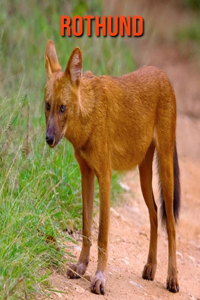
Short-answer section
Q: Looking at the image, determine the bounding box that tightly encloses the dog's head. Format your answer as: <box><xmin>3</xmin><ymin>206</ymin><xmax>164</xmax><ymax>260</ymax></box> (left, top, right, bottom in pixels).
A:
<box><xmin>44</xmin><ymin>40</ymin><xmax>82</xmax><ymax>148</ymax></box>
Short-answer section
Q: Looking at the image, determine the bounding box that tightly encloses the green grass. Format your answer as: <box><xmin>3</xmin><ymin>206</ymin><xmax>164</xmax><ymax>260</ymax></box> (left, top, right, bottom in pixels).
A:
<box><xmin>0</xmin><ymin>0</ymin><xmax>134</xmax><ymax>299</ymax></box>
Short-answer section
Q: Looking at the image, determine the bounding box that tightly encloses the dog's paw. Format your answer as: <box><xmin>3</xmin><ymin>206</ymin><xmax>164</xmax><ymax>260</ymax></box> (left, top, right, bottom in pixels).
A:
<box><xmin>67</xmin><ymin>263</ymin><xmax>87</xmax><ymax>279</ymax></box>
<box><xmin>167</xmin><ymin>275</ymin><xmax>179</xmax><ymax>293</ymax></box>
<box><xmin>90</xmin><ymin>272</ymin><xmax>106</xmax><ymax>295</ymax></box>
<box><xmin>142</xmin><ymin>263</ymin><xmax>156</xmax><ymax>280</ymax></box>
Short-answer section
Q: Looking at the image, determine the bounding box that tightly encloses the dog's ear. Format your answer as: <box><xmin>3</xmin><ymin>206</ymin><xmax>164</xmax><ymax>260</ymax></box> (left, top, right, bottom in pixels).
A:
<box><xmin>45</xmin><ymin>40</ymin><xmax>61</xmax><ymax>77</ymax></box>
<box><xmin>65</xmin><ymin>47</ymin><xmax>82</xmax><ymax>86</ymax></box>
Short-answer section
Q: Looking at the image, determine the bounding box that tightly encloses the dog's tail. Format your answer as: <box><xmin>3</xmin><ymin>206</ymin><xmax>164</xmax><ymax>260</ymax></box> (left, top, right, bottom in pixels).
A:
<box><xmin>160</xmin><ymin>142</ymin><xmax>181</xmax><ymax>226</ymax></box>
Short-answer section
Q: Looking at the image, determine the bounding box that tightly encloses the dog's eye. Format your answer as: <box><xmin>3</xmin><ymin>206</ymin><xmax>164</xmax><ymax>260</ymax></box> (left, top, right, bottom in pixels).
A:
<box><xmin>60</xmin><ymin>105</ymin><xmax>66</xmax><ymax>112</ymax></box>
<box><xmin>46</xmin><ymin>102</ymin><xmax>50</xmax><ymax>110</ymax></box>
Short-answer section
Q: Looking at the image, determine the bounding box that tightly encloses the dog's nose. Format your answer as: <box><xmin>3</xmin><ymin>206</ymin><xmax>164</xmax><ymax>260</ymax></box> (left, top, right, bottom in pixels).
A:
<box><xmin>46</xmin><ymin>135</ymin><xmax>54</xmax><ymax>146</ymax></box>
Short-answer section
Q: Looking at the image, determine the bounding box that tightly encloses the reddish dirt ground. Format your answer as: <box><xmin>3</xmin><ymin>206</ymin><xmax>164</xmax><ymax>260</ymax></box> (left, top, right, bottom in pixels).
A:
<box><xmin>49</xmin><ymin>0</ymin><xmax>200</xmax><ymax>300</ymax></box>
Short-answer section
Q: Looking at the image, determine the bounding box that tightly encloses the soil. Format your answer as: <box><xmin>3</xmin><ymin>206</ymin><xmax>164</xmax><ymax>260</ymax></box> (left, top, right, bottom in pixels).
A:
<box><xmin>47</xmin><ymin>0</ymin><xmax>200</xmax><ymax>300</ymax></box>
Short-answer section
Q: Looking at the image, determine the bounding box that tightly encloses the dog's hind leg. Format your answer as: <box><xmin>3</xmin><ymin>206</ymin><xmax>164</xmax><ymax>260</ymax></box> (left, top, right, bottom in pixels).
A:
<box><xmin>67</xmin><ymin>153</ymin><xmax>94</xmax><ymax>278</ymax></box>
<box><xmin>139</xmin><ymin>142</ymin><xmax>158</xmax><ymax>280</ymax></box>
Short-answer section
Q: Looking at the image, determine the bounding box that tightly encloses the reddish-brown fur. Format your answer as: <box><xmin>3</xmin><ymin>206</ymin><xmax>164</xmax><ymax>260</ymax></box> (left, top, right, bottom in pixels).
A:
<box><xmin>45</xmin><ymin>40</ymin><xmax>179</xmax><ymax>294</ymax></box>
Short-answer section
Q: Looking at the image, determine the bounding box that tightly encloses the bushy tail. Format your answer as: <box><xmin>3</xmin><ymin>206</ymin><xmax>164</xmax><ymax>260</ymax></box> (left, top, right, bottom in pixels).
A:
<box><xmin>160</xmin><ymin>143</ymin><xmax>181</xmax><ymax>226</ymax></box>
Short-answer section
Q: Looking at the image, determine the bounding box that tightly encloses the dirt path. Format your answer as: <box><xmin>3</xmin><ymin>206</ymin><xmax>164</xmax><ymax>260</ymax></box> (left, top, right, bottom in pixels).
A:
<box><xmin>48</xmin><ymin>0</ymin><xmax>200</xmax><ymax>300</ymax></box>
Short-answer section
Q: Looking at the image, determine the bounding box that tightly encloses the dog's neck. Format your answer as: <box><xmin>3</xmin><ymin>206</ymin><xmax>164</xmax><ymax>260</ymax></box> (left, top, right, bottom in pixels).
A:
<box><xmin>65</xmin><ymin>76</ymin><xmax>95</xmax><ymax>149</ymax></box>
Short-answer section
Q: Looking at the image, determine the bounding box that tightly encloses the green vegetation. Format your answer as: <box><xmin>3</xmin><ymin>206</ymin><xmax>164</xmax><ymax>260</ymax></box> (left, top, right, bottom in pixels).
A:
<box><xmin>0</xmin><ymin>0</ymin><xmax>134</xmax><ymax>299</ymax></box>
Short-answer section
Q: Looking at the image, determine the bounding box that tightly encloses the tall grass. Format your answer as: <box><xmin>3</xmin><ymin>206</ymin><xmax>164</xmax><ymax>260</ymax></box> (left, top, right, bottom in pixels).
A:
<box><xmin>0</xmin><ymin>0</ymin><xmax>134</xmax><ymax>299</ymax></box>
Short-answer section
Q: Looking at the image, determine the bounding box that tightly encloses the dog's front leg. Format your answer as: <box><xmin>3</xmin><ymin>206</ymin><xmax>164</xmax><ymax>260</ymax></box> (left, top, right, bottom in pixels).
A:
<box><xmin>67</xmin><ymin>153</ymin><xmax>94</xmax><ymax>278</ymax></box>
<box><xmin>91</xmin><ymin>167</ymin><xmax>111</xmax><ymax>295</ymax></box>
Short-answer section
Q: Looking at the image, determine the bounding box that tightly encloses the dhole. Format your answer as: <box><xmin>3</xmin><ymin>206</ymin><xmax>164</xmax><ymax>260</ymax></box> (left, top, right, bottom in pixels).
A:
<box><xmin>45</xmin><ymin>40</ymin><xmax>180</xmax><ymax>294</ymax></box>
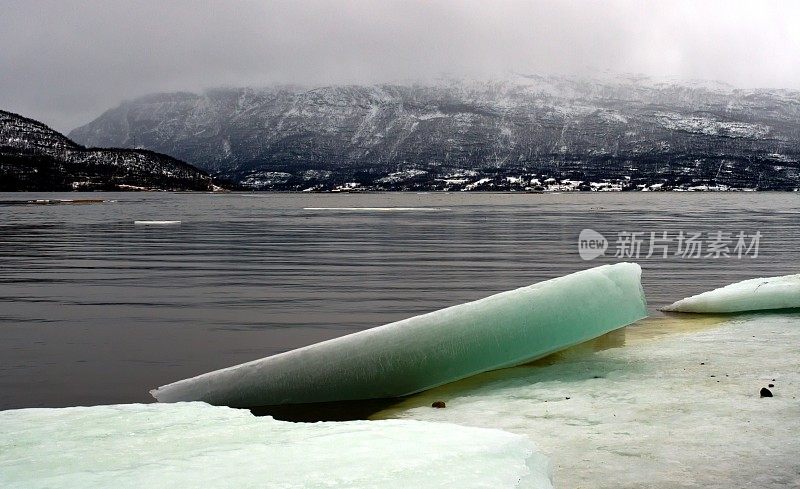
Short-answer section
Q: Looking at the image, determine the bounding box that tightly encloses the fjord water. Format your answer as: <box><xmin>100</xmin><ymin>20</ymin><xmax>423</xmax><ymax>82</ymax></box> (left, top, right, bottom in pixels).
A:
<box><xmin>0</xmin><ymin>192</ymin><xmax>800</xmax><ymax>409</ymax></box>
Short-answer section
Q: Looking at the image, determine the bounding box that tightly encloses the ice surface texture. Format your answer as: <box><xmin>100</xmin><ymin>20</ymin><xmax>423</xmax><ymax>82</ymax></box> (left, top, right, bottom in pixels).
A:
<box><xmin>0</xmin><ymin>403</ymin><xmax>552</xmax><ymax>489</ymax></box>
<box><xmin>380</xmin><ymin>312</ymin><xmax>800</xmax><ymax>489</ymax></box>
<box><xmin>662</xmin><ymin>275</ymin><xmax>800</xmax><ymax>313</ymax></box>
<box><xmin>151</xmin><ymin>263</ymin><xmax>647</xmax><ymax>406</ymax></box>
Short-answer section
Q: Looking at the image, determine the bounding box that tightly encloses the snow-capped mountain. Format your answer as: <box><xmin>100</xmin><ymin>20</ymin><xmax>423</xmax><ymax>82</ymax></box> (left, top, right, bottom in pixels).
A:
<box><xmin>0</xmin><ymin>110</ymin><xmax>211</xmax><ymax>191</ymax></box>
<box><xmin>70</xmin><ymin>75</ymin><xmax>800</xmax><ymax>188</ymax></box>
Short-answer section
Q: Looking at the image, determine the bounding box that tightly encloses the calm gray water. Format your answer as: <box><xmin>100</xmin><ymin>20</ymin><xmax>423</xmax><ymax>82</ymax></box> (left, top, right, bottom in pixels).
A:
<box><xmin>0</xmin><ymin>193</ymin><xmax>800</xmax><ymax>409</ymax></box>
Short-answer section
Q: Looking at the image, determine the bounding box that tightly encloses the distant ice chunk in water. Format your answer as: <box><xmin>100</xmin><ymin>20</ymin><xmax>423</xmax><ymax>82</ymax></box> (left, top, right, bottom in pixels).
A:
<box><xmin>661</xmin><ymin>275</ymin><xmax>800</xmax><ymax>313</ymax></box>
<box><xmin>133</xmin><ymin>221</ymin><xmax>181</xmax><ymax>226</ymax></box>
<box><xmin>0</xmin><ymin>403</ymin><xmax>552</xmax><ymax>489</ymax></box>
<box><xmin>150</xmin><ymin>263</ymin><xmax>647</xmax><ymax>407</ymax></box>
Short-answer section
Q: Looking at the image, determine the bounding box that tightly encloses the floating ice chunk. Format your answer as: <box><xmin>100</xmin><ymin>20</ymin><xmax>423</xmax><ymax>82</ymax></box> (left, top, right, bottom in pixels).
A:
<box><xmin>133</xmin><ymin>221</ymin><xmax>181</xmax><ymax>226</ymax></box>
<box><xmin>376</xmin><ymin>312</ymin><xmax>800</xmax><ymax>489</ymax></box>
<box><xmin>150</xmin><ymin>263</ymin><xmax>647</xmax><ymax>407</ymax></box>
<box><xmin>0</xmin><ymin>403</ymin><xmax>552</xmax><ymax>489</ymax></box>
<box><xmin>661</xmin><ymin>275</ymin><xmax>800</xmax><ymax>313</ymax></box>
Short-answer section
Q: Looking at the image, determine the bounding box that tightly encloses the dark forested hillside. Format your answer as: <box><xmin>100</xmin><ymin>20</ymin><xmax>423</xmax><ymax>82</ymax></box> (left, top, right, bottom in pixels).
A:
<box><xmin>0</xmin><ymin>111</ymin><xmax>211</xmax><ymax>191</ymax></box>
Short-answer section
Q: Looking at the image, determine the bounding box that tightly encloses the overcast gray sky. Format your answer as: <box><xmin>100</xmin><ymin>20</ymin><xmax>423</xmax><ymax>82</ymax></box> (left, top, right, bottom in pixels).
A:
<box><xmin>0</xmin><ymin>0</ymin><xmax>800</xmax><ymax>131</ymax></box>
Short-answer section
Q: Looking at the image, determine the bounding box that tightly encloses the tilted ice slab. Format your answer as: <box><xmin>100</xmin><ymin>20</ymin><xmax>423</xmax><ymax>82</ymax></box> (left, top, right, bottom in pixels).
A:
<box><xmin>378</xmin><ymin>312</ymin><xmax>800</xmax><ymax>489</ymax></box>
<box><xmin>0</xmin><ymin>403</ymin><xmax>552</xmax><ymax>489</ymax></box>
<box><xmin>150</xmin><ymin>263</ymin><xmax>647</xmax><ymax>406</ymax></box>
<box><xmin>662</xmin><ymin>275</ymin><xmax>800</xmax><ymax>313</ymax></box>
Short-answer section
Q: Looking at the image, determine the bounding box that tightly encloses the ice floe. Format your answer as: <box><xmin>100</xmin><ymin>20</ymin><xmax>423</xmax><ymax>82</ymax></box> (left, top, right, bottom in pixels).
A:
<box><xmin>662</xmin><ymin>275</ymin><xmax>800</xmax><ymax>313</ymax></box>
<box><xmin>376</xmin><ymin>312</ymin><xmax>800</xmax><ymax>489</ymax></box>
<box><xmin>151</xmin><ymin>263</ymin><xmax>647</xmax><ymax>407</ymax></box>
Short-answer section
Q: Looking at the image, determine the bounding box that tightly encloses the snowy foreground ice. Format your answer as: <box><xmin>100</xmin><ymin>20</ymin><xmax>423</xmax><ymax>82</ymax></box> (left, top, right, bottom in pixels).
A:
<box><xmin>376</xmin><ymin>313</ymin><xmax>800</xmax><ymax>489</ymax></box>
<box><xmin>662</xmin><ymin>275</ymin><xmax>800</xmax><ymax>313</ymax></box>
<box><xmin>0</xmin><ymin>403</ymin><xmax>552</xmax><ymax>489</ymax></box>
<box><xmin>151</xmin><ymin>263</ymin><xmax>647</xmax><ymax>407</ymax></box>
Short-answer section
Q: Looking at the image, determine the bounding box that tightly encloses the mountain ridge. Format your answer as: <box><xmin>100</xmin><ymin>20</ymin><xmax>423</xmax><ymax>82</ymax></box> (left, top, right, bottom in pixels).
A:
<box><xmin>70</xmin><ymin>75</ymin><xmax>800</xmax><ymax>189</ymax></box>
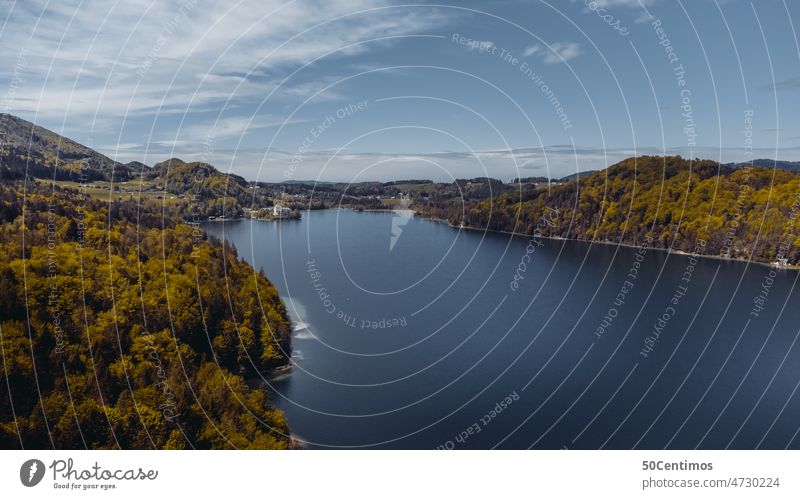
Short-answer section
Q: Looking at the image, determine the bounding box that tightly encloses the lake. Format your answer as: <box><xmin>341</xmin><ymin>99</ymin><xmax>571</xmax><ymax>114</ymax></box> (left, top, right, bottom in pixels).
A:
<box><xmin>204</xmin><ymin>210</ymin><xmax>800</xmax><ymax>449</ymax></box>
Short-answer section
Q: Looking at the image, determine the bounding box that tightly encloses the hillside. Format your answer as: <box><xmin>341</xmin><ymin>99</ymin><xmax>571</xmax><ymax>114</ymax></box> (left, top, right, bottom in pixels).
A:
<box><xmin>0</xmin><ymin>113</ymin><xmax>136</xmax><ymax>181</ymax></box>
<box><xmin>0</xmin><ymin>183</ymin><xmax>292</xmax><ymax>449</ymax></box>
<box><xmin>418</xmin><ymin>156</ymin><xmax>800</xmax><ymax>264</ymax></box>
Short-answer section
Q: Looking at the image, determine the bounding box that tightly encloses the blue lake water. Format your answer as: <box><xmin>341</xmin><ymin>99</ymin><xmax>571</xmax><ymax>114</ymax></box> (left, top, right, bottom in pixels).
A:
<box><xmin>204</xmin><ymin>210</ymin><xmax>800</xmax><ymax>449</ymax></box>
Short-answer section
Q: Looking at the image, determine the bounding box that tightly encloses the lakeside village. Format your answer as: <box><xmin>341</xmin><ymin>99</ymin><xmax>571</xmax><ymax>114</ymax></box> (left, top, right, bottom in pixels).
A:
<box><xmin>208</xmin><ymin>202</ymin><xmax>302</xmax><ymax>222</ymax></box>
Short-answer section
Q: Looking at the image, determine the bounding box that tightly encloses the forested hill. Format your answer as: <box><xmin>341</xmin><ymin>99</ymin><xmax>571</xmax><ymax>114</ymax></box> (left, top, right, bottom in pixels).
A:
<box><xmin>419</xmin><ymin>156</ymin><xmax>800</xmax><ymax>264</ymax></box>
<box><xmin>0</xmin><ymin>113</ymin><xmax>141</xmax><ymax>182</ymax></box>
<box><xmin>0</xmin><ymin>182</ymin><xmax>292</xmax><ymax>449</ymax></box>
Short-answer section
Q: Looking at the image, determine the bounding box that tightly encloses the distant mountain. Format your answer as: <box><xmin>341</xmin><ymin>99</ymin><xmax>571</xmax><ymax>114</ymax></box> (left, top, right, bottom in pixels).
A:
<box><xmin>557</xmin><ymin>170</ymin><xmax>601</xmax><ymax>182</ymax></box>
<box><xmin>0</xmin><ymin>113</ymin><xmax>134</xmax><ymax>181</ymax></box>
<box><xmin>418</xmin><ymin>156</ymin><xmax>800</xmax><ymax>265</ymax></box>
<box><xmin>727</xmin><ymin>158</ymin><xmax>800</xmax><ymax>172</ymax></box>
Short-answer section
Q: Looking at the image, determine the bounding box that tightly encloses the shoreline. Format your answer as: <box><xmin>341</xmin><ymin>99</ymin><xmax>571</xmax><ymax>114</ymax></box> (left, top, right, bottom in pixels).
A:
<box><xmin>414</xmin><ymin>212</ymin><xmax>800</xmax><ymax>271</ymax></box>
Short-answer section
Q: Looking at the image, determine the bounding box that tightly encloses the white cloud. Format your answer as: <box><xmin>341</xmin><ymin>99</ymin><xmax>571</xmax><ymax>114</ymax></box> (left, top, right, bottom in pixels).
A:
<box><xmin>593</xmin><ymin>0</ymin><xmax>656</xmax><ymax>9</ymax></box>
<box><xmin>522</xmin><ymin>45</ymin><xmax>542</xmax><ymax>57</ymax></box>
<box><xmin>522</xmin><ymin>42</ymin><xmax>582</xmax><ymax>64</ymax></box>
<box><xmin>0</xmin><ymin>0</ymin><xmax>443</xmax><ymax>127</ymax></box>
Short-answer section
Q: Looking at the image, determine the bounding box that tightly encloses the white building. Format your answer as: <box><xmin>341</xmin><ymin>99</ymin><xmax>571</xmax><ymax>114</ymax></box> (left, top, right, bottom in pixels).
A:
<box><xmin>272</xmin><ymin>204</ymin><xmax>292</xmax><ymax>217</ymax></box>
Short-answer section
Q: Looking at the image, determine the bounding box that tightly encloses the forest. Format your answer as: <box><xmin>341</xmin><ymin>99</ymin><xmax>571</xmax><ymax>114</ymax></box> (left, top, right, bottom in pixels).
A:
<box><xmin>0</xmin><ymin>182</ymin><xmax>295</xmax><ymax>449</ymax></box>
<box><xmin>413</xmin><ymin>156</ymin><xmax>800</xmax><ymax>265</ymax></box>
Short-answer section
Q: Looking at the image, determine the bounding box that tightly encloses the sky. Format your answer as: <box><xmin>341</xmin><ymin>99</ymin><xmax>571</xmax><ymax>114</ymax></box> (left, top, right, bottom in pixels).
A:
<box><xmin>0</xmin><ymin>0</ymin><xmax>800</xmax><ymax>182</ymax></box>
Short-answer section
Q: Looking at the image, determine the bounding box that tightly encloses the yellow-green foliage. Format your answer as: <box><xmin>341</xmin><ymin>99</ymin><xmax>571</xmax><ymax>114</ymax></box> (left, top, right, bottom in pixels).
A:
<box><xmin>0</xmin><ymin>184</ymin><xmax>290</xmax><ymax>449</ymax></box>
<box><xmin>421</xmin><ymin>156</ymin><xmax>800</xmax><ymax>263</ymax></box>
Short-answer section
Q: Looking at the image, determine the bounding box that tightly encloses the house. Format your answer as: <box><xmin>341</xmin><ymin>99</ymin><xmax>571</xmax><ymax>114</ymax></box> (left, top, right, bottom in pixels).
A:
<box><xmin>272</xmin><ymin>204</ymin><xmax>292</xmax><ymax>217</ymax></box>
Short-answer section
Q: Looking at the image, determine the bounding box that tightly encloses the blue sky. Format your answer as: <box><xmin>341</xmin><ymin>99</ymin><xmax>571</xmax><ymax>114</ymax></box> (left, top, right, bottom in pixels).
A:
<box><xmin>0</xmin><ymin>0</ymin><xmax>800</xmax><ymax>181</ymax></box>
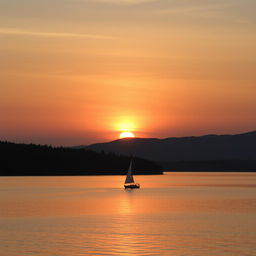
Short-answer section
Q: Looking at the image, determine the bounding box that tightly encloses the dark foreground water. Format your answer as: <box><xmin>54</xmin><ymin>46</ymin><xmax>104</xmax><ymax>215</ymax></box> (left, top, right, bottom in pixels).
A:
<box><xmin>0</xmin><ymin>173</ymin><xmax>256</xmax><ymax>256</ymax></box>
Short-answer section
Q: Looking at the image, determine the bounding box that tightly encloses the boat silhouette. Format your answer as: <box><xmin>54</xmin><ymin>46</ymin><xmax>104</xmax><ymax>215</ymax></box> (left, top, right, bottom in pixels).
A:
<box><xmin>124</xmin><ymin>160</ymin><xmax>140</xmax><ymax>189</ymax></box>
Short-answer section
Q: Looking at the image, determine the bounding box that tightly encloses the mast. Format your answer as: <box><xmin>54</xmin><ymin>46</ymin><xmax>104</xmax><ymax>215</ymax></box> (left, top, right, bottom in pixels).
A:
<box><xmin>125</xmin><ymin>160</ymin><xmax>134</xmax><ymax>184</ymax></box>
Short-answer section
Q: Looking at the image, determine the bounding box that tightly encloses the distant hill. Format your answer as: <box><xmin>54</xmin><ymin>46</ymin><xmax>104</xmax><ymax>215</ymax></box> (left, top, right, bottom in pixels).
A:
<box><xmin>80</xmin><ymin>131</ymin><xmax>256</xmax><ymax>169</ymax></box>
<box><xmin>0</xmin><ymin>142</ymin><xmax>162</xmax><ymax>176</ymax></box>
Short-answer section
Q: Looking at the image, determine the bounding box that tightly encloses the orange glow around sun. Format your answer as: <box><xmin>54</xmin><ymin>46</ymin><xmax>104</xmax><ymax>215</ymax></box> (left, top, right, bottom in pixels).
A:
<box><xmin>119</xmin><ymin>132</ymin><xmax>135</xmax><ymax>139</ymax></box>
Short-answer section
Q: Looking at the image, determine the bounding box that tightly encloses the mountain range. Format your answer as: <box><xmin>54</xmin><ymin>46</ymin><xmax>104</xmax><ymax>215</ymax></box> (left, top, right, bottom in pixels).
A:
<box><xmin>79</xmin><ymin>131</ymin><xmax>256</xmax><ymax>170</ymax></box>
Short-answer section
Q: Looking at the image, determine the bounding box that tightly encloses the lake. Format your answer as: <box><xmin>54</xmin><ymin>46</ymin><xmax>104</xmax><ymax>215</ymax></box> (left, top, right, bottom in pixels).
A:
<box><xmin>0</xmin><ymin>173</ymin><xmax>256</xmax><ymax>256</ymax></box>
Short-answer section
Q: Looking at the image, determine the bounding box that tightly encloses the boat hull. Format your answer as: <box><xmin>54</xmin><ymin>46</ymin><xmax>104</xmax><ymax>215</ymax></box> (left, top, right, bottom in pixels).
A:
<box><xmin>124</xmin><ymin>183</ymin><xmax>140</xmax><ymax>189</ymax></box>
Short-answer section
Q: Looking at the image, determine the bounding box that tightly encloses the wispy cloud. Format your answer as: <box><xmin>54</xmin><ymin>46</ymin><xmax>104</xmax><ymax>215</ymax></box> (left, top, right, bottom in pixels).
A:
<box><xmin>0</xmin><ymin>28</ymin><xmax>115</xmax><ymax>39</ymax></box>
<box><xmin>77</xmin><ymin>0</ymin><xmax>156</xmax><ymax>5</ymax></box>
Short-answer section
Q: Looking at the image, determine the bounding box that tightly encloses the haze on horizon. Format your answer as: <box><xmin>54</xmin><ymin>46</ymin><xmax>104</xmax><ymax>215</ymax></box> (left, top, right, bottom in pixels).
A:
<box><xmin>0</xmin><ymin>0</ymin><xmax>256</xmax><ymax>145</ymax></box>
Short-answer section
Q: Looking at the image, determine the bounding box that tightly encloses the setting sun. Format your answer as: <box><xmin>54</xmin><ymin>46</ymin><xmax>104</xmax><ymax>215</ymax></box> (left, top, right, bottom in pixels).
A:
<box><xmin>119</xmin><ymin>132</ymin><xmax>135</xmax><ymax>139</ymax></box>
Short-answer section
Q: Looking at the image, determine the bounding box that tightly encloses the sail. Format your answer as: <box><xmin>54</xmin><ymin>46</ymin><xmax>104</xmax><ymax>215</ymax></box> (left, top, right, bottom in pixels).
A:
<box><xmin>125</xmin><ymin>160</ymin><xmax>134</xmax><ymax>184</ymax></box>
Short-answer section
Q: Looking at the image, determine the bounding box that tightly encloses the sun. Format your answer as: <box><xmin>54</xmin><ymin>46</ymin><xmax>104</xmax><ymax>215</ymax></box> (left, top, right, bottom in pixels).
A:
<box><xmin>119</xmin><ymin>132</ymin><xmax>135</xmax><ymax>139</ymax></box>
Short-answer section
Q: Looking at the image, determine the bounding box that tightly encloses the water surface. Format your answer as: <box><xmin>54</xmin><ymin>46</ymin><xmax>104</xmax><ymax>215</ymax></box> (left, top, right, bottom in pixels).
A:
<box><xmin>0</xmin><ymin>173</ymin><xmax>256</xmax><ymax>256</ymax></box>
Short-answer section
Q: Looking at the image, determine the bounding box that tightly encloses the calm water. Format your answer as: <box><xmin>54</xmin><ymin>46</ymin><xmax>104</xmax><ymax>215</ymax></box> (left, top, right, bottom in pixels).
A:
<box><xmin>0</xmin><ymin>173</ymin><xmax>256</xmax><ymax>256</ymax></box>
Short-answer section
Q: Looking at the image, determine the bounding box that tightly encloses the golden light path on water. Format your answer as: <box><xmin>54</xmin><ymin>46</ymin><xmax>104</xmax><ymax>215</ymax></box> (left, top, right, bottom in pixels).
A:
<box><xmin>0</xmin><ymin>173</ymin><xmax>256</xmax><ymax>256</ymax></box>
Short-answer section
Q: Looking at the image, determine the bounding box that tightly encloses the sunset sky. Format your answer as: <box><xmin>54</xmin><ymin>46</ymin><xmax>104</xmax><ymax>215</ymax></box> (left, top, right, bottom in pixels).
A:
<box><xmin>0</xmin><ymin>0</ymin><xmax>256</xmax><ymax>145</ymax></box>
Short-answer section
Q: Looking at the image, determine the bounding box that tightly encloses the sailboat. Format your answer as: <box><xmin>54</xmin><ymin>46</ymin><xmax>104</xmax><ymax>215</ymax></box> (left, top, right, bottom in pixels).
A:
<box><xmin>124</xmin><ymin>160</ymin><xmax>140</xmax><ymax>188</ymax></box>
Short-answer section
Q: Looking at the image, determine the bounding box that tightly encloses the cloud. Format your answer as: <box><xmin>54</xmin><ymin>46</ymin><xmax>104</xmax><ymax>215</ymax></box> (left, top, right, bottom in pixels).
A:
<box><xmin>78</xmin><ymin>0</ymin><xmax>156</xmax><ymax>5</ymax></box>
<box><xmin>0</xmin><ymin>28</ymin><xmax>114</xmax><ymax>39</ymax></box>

→ EXERCISE OBJECTIVE
From the material above, pull out each line containing the word "cloud" and copy it in full.

→ REPLY TO THE TASK
Q: Looking at the image, determine the bounding box that tightly encloses the white cloud. Format your answer as: <box><xmin>341</xmin><ymin>99</ymin><xmax>571</xmax><ymax>114</ymax></box> (left, top, right, bottom in pixels).
Q: Looking at the image, determine the bounding box that tightly encloses the wispy cloud. Format your answer as: <box><xmin>54</xmin><ymin>46</ymin><xmax>104</xmax><ymax>215</ymax></box> (left, top, right, bottom in pixels).
Q: Looking at the image, determine the bounding box that tightly encloses the cloud. Format your answer as: <box><xmin>54</xmin><ymin>46</ymin><xmax>104</xmax><ymax>215</ymax></box> (left, top, right, bottom in pixels).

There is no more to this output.